[Natural language region descriptions]
-=-=-=-=-

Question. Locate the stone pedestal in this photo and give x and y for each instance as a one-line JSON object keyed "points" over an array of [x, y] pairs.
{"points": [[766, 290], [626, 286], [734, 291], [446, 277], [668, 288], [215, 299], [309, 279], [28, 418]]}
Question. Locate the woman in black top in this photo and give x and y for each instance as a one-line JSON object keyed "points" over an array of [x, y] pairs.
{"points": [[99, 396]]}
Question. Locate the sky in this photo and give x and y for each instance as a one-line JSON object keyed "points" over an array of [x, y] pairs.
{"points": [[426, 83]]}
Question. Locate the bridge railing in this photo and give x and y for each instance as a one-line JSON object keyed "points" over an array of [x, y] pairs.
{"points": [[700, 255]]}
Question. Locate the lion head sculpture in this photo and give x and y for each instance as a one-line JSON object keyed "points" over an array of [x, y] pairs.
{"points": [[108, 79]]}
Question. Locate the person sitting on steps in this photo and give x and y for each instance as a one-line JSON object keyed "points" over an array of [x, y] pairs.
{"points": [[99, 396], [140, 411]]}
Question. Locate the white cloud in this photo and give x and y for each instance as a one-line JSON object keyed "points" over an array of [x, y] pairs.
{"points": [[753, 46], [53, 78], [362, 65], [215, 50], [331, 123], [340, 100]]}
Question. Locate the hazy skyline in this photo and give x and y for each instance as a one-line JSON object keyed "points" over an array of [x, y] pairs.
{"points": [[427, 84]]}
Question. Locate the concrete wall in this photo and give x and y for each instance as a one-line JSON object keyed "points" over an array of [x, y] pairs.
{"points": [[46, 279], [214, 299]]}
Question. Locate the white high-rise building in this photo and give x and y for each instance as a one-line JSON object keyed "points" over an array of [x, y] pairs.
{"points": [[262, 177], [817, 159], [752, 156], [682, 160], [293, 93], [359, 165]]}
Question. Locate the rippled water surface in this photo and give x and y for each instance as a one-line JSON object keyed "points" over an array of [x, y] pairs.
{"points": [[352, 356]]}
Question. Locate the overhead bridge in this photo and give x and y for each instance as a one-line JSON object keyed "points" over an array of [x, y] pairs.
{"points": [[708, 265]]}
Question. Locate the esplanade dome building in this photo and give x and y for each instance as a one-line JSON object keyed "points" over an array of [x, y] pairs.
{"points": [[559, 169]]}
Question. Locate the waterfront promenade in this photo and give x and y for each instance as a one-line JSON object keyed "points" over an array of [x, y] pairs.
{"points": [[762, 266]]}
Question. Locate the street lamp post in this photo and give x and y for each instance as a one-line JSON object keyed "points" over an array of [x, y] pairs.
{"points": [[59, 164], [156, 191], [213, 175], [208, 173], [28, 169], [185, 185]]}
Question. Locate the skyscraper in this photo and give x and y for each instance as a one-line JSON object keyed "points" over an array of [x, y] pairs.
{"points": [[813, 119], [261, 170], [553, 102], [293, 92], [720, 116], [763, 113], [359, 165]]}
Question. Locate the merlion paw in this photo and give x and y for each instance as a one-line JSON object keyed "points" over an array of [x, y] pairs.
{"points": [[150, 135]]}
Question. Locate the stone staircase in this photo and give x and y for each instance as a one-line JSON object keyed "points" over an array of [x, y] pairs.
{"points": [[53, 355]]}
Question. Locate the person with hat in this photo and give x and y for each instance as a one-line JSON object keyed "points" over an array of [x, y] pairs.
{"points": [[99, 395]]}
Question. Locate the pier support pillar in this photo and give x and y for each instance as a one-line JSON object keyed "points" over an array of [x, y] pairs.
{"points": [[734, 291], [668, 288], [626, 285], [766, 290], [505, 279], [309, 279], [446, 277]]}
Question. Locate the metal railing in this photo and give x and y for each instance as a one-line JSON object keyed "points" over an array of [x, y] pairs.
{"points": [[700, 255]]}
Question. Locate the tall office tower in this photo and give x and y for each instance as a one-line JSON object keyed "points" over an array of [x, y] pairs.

-=-=-=-=-

_What is being asked_
Give back the data above, repeating every record exactly.

_Solution to this exercise_
Question. Locate the stone pedestal in this photo and give x and y for each instance as a one-line JSON object keyed "points" over an array of [x, y] pairs.
{"points": [[766, 290], [626, 286], [734, 291], [446, 277], [668, 288], [215, 299], [309, 279], [28, 418]]}
Question. Locate the woman in black top in this photo and give x and y for each instance as a one-line JSON object keyed "points" over an array of [x, y] pairs.
{"points": [[99, 396]]}
Question. Locate the sky in this photo and give x and y for each instance as a one-line JSON object keyed "points" over an array of [x, y] pairs.
{"points": [[426, 83]]}
Question. Locate the bridge railing in this photo and give x and y for each instance as a one-line JSON object keyed "points" over an array of [x, y] pairs.
{"points": [[700, 255]]}
Question. Locate the lion head sculpture in this photo and give x and y for each instance as a one-line JSON object keyed "points" over an array of [x, y] pairs.
{"points": [[108, 79]]}
Question. Locate the person sitting on steps in this photo and give x and y for each instance as a one-line JSON object keyed "points" over an array of [x, y] pairs.
{"points": [[99, 396], [140, 411]]}
Question. Locate the white cloud in this photo and give x and y for each instance as a one-line JSON object keyed "points" over an array of [x, y] pairs.
{"points": [[753, 46], [53, 78], [362, 65], [215, 50], [331, 123], [340, 100]]}
Question. Locate the hazy skyline in this photo and give x and y for each instance as a one-line JSON object keyed "points" over an array of [x, y] pairs.
{"points": [[427, 84]]}
Question. Locate the concrete wall in this photo and give x and y for each instance as a one-line JSON object keyed "points" over an array of [x, y] pairs.
{"points": [[46, 279], [214, 299]]}
Question. Locate the white high-rise building in this photo and give x and y for each instance as a one-line JSON object keyed "points" over an array of [x, y] pairs.
{"points": [[262, 177], [817, 159], [752, 156], [682, 160], [293, 93], [359, 165]]}
Question. Locate the rippled water surface in this photo and give x and y for each instance as a one-line JSON object keyed "points" over an array of [x, y] pairs.
{"points": [[352, 356]]}
Question. Locate the overhead bridge in this photo and give x and y for each instance as a one-line JSON object keyed "points" over an array of [x, y] pairs.
{"points": [[708, 265]]}
Question. Locate the esplanade dome building in this photo and give x and y for each instance as a one-line JSON object keyed "points" over an array of [x, y] pairs.
{"points": [[559, 169]]}
Question. Locate the waterfront promenade in this photo and give x and y for each instance as a one-line JSON object keyed "points" over an array of [x, y] pairs.
{"points": [[762, 266]]}
Question. Locate the street lamp post in this photo and give x and y for each instance as a one-line JSON object keyed "points" over an array of [x, y] pairs.
{"points": [[59, 164], [156, 191], [213, 175], [208, 173], [28, 169], [185, 185]]}
Question. Locate the skyscraper in this photo and give x and y for each instance as a one-line JSON object keyed "points" over an array of [x, y] pairs.
{"points": [[813, 119], [261, 170], [553, 102], [293, 92], [720, 116], [763, 113], [359, 165]]}
Question. Locate the merlion paw in this photo and give x and y for each instance as a one-line JSON object keyed "points" over an array of [x, y] pairs.
{"points": [[150, 135]]}
Question. Locate the stone staircase in this photo and give x and y for each instance as a one-line JSON object keyed "points" over an array of [x, y] pairs.
{"points": [[53, 355]]}
Question. Locate the person with hat in this photo and give x and y for each instance as a one-line JSON object keyed "points" over an array of [x, y] pairs.
{"points": [[99, 395]]}
Question. Locate the pier support pillar in this photo and give x and y for each instance as a one-line JSON object keyed "points" over an array of [x, y] pairs.
{"points": [[734, 291], [668, 288], [626, 285], [766, 290], [505, 279], [309, 279], [446, 277]]}
Question. Locate the metal railing in this photo and give x and y for each instance as a one-line JSON object keyed "points" over an array of [x, y] pairs.
{"points": [[700, 255]]}
Question. Locate the tall office tower in this photo and give x and y for each instance as a one-line JSON object keyed "points" over an array of [x, y] pairs.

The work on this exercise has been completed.